### Document text

====

The concatenator tries to only work with bytes without ever wondering
what is in the byte bucket: files are read to `str`, concatenated with
`str` (via join) and returned as `str`, usually considered to be utf-8
encoded. It's the author's job to correctly encode files to utf-8.
So far so good.
On runbot, there's apparently an issue in some CSS files in some cases
on the runbot: `web_dir` finds itself to be typed `unicode` (because
it contains non-ascii characters? Not sure at all), as a result
`re.sub` will decode the corresponding file data when trying to inject
the dir as replacement and the CSS reader will return a `unicode`
object.
Then, when concat_files try to compute the checksum it will need bytes
thus re-encode everything using the default codec (ascii) and the
non-ascii character(s) will blow up the encoding with a
UnicodeEncodeError.

====

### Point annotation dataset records
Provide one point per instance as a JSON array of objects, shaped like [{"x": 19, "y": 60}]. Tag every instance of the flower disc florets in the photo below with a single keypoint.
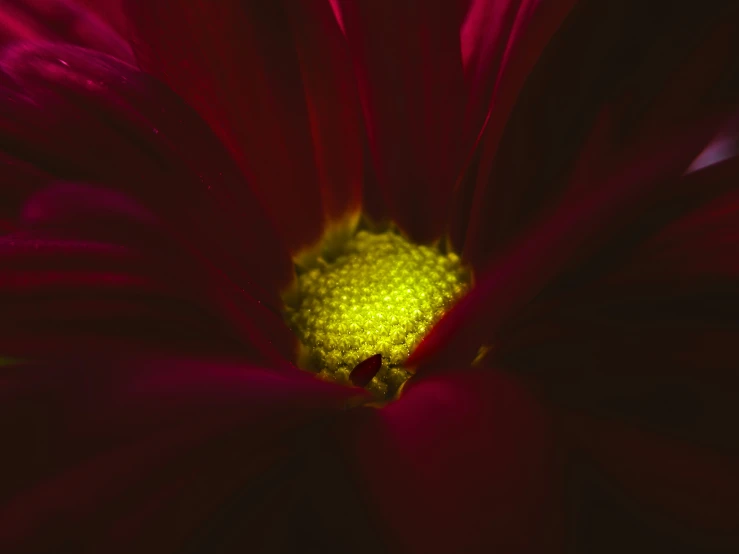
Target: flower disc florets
[{"x": 380, "y": 296}]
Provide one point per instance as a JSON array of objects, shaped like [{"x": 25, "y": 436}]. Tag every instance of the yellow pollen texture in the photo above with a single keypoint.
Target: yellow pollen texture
[{"x": 381, "y": 296}]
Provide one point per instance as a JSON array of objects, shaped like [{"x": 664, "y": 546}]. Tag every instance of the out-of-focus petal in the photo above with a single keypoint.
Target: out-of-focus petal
[
  {"x": 89, "y": 270},
  {"x": 617, "y": 73},
  {"x": 140, "y": 456},
  {"x": 84, "y": 116},
  {"x": 646, "y": 329},
  {"x": 274, "y": 81},
  {"x": 690, "y": 490},
  {"x": 461, "y": 463},
  {"x": 582, "y": 223},
  {"x": 427, "y": 73},
  {"x": 59, "y": 21}
]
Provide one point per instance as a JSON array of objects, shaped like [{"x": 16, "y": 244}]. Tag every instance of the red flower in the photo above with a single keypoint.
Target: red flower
[{"x": 150, "y": 401}]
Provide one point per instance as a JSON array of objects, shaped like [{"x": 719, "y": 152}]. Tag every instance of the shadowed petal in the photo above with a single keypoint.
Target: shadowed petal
[
  {"x": 646, "y": 329},
  {"x": 427, "y": 73},
  {"x": 616, "y": 73},
  {"x": 461, "y": 463},
  {"x": 138, "y": 456},
  {"x": 584, "y": 221},
  {"x": 273, "y": 81},
  {"x": 689, "y": 489}
]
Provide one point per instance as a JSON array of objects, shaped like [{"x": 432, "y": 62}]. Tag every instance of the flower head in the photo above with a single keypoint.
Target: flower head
[{"x": 190, "y": 189}]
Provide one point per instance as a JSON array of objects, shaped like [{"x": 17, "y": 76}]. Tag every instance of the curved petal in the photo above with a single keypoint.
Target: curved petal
[
  {"x": 585, "y": 221},
  {"x": 273, "y": 81},
  {"x": 84, "y": 116},
  {"x": 646, "y": 330},
  {"x": 59, "y": 21},
  {"x": 138, "y": 456},
  {"x": 615, "y": 74},
  {"x": 427, "y": 72},
  {"x": 461, "y": 463},
  {"x": 90, "y": 270}
]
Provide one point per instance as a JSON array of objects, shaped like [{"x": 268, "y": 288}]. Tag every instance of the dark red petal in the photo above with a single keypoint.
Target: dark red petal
[
  {"x": 84, "y": 116},
  {"x": 59, "y": 21},
  {"x": 583, "y": 222},
  {"x": 366, "y": 370},
  {"x": 427, "y": 73},
  {"x": 646, "y": 329},
  {"x": 650, "y": 69},
  {"x": 461, "y": 463},
  {"x": 139, "y": 456},
  {"x": 693, "y": 488},
  {"x": 274, "y": 82},
  {"x": 91, "y": 271}
]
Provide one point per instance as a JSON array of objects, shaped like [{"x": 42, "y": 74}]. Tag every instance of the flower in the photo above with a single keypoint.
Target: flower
[{"x": 151, "y": 402}]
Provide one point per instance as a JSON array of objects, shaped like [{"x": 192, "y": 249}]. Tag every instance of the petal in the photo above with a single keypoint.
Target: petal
[
  {"x": 84, "y": 116},
  {"x": 583, "y": 222},
  {"x": 59, "y": 21},
  {"x": 690, "y": 491},
  {"x": 427, "y": 73},
  {"x": 91, "y": 271},
  {"x": 645, "y": 330},
  {"x": 460, "y": 463},
  {"x": 139, "y": 456},
  {"x": 275, "y": 84},
  {"x": 612, "y": 76}
]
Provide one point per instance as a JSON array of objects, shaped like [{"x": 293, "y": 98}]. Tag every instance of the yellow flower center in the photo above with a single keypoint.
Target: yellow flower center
[{"x": 380, "y": 296}]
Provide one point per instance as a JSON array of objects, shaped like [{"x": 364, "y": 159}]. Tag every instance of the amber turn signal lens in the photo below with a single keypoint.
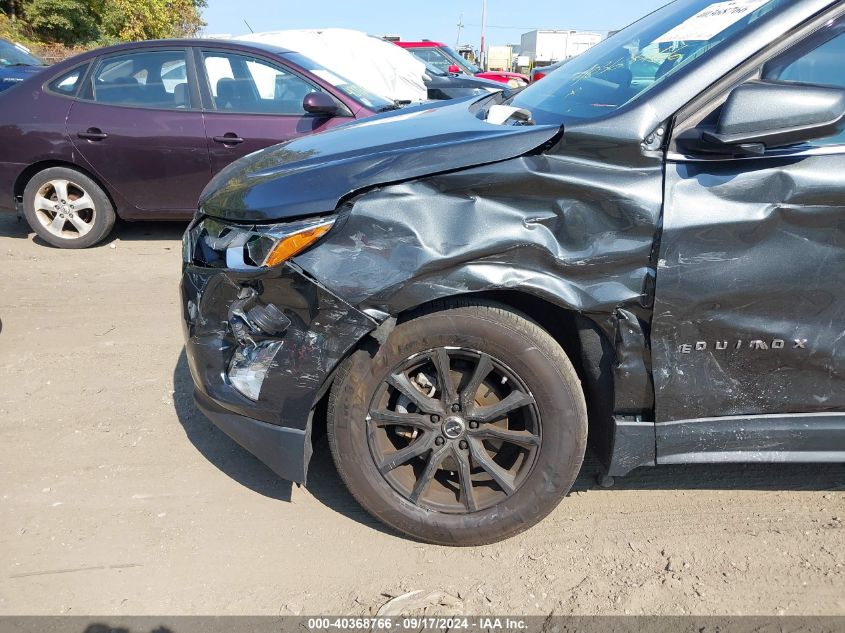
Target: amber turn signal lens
[{"x": 294, "y": 244}]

====

Copy out the passage of the concatenator text above between "The concatenator tries" and "files to utf-8.", inclusive, keeping every word and character unchanged.

The concatenator tries to only work with bytes without ever wondering
what is in the byte bucket: files are read to `str`, concatenated with
`str` (via join) and returned as `str`, usually considered to be utf-8
encoded. It's the author's job to correctly encode files to utf-8.